--- What to do ---
Repeat each of the following rows word for word, without changing anything.

--- Data to process ---
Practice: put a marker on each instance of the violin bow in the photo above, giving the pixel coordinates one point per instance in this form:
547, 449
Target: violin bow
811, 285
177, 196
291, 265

--- Problem solution ---
Practice: put a marker on each instance of the violin bow in the photo above, giving the pixel coordinates one point per instance in this form:
547, 449
Target: violin bow
811, 285
177, 196
291, 265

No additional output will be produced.